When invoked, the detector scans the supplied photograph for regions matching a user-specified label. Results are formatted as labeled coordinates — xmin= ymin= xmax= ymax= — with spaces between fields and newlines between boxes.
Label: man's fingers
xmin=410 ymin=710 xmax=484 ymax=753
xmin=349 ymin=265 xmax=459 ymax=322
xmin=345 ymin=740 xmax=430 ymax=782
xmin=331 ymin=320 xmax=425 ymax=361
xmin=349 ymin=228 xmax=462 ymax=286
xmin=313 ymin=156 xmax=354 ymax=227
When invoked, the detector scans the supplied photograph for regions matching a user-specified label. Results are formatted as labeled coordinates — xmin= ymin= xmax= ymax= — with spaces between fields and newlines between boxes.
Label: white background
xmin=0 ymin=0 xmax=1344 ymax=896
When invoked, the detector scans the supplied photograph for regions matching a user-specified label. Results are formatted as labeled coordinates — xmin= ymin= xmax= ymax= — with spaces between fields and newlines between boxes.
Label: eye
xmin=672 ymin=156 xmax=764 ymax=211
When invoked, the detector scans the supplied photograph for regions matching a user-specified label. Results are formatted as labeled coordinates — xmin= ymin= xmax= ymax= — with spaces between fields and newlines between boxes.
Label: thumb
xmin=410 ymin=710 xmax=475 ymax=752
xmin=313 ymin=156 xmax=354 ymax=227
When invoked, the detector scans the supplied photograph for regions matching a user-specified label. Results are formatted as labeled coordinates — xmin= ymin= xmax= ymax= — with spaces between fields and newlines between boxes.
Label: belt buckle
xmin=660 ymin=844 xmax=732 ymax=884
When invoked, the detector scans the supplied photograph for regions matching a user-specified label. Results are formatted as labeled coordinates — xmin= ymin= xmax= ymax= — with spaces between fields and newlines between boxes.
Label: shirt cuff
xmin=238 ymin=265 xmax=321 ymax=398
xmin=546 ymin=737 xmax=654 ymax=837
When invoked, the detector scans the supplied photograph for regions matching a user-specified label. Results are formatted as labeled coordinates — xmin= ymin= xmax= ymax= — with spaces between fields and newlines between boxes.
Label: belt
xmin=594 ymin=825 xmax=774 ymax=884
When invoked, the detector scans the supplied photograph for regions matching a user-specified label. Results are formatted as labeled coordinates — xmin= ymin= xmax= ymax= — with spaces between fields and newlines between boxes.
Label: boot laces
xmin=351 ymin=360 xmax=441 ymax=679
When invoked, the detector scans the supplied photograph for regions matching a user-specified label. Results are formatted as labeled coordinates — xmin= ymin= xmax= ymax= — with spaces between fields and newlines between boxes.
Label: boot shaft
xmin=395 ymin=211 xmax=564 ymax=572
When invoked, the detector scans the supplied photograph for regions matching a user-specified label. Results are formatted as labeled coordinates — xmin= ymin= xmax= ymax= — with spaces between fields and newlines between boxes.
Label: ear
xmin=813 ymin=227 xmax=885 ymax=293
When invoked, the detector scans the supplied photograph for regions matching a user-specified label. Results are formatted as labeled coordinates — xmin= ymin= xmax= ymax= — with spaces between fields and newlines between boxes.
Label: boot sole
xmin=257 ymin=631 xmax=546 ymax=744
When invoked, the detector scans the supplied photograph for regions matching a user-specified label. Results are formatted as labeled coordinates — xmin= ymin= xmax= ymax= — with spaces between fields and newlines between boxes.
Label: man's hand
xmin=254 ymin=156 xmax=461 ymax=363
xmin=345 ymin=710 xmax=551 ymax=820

* * *

- **Instructions for the task**:
Select every line above that contains the string "boot" and copy each one in full. Case counts when matching.

- **Problem solution**:
Label: boot laces
Label: boot shaft
Label: boot sole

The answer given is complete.